** BEGIN EXTRACTED RECORDS **
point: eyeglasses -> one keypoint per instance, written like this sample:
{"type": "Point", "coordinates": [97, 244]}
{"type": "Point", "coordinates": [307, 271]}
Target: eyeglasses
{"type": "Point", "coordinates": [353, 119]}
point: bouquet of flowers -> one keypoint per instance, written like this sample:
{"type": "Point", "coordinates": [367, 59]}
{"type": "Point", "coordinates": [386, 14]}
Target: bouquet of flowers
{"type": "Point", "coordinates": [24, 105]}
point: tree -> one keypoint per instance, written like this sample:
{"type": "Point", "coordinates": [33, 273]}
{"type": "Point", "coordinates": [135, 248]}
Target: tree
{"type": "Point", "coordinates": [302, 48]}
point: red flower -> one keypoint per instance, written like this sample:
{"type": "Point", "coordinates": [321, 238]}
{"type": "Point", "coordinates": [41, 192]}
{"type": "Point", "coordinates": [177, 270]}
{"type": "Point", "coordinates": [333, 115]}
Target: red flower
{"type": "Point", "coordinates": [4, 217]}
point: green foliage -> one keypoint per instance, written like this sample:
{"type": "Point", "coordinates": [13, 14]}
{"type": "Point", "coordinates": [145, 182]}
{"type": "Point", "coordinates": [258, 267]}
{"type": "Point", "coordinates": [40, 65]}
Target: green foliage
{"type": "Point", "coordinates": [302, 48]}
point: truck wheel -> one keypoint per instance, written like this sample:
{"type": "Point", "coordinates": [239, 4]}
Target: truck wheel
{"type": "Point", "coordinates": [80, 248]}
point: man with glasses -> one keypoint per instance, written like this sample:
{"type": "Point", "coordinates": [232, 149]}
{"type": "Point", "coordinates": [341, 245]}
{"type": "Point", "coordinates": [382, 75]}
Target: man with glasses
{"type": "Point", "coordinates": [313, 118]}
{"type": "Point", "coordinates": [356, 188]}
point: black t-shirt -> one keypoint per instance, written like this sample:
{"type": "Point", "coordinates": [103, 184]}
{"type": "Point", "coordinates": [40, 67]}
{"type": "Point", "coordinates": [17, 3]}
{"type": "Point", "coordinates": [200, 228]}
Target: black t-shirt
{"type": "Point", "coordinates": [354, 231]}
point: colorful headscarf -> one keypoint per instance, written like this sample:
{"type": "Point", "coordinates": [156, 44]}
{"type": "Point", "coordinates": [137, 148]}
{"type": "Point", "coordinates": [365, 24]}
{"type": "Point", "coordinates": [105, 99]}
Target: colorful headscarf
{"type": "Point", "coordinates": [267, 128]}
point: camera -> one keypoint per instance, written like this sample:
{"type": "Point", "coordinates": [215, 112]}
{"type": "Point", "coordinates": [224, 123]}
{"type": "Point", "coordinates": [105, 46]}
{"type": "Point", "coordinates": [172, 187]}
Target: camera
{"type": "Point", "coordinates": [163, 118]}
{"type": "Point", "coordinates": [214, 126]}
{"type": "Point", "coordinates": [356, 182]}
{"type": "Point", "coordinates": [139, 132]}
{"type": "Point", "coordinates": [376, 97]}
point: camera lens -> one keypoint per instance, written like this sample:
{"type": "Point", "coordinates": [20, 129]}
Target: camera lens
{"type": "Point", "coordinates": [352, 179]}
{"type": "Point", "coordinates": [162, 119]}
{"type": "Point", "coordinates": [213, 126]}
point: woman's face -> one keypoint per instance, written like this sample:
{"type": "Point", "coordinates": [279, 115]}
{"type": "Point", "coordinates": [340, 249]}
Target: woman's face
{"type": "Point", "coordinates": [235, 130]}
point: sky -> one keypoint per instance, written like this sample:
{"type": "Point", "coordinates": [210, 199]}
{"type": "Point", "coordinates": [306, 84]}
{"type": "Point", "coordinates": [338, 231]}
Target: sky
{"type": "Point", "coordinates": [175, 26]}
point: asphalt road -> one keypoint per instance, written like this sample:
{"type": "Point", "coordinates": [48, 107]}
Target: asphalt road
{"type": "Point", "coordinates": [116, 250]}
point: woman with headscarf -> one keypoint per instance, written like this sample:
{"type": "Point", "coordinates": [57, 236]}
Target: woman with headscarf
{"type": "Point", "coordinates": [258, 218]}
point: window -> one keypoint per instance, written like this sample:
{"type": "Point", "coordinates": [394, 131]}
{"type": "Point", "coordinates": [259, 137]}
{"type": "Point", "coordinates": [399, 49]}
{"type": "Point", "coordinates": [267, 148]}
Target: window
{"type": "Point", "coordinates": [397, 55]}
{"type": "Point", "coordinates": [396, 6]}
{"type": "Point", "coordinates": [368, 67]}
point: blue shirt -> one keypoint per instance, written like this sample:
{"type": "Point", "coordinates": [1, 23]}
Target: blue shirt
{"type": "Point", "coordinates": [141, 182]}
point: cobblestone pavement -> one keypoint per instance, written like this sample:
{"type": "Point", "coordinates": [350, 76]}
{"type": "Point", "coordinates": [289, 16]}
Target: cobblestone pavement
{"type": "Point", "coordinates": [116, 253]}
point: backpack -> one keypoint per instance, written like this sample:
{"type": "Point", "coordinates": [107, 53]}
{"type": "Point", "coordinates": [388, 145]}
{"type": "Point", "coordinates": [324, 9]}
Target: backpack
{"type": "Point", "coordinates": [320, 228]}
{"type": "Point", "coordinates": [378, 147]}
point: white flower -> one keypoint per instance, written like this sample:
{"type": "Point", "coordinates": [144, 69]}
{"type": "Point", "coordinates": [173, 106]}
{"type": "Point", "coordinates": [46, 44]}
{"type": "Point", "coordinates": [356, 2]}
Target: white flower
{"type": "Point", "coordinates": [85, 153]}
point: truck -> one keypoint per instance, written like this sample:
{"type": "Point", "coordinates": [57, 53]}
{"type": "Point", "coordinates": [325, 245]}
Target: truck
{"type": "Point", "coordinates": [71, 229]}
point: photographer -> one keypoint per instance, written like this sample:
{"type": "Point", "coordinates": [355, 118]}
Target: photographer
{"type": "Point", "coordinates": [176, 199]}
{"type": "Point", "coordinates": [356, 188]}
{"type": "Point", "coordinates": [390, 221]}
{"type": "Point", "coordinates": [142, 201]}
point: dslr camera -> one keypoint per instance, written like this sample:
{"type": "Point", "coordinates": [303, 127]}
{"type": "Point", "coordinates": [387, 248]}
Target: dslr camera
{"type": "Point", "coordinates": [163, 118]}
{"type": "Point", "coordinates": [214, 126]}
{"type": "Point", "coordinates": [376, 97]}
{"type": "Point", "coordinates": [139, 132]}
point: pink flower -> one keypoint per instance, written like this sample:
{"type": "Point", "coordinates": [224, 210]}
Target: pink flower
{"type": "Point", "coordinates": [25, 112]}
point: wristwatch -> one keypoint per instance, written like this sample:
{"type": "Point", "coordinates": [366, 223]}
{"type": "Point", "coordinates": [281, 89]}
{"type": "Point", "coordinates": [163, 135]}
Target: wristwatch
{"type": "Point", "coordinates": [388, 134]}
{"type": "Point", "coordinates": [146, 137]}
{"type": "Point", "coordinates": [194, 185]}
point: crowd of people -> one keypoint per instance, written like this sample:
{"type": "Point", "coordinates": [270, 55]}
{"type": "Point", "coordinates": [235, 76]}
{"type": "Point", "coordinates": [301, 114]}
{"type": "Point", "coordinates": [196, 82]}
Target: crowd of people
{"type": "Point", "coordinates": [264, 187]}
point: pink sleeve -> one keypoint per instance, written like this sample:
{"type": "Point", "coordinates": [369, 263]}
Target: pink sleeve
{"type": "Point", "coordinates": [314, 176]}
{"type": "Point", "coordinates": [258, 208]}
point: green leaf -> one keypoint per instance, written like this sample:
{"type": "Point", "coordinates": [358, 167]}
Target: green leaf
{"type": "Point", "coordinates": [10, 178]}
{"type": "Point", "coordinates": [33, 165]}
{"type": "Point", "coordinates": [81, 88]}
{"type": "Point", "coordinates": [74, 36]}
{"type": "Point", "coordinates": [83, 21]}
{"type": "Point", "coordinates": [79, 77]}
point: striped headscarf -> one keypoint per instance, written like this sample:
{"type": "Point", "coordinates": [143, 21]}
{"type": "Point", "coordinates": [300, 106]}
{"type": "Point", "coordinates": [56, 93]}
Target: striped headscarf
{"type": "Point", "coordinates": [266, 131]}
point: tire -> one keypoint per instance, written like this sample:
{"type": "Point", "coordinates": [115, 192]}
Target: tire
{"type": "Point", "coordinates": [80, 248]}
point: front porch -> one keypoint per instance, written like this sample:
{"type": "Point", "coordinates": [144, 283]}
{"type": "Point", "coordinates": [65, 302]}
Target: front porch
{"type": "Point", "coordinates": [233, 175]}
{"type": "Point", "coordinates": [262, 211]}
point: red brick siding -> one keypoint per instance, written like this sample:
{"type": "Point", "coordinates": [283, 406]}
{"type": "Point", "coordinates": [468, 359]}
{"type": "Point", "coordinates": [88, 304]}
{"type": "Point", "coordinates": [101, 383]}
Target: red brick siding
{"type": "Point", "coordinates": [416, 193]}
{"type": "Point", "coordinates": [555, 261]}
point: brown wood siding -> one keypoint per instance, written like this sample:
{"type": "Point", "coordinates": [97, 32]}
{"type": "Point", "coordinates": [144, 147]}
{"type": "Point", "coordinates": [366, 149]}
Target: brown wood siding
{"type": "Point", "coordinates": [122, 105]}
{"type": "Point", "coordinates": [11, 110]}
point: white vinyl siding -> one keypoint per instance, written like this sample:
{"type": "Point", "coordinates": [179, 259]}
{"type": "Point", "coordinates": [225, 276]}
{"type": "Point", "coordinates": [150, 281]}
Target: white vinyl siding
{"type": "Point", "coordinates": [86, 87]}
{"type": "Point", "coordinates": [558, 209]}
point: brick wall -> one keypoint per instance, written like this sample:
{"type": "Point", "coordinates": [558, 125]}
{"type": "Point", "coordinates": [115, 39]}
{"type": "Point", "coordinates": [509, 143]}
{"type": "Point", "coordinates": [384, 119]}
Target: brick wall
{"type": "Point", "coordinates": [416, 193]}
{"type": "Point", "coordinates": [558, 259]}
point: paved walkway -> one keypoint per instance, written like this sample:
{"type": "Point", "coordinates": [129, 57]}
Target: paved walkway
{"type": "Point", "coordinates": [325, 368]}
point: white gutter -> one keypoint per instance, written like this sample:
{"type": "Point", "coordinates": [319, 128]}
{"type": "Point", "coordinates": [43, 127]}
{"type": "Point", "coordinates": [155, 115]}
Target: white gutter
** END EXTRACTED RECORDS **
**DIRECTIVE**. Locate the line with "point: white vinyl" in the entries above; extract it and every line after it, verbatim.

**REPLY**.
point: white vinyl siding -> one keypoint per instance, written like this sample:
{"type": "Point", "coordinates": [179, 259]}
{"type": "Point", "coordinates": [225, 276]}
{"type": "Point", "coordinates": [150, 281]}
Target: white vinyl siding
{"type": "Point", "coordinates": [86, 87]}
{"type": "Point", "coordinates": [558, 209]}
point: brick wall -> one keypoint per instance, written like this sample:
{"type": "Point", "coordinates": [558, 125]}
{"type": "Point", "coordinates": [115, 39]}
{"type": "Point", "coordinates": [509, 143]}
{"type": "Point", "coordinates": [384, 119]}
Target: brick wall
{"type": "Point", "coordinates": [416, 193]}
{"type": "Point", "coordinates": [558, 259]}
point: paved walkway -> one keypoint per instance, written like this sample:
{"type": "Point", "coordinates": [129, 57]}
Target: paved walkway
{"type": "Point", "coordinates": [325, 368]}
point: white gutter -> one keypoint per instance, written like this sample:
{"type": "Point", "coordinates": [319, 128]}
{"type": "Point", "coordinates": [43, 127]}
{"type": "Point", "coordinates": [155, 115]}
Target: white gutter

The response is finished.